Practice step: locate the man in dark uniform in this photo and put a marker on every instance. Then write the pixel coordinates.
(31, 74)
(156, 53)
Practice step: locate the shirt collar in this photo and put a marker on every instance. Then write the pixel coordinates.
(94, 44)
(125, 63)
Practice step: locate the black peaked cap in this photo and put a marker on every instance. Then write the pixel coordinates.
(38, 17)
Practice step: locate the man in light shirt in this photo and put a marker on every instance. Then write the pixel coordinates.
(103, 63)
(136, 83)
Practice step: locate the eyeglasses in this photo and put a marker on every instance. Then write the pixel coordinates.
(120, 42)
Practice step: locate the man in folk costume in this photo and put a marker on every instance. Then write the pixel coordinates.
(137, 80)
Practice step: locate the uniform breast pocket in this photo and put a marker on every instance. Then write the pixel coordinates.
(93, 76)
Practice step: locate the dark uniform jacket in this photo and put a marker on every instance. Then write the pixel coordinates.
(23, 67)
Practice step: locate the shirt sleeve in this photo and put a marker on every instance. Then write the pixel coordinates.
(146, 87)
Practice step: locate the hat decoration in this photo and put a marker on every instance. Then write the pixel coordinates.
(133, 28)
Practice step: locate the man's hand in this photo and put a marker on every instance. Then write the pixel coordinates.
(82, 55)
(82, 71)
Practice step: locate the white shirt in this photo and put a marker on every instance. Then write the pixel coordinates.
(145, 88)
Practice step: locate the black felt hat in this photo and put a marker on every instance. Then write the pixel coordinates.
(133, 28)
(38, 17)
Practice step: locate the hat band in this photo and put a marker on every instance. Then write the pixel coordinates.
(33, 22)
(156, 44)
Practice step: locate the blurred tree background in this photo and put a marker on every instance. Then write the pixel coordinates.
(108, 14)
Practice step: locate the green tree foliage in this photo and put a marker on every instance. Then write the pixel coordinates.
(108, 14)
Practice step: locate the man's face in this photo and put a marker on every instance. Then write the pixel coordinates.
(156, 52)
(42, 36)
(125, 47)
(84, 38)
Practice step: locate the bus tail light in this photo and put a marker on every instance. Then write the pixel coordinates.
--
Exercise:
Copy out, word for word, the stretch of the material from the line containing "Practice step: locate the blurred" through the end of the material.

Correct output:
Practice step: locate the blurred tree background in this photo and put a marker on every instance. Then write the pixel coordinates.
(108, 14)
Practice step: locate the green tree foliage in this photo and put a marker on every instance. Then write the pixel coordinates.
(108, 14)
Practice step: locate the man's face in this photo and put a marker on every instance. Then write the pixel coordinates.
(156, 52)
(42, 36)
(125, 47)
(84, 38)
Practice step: locate the bus tail light in this photo and put a marker on every instance. Then write the pixel coordinates.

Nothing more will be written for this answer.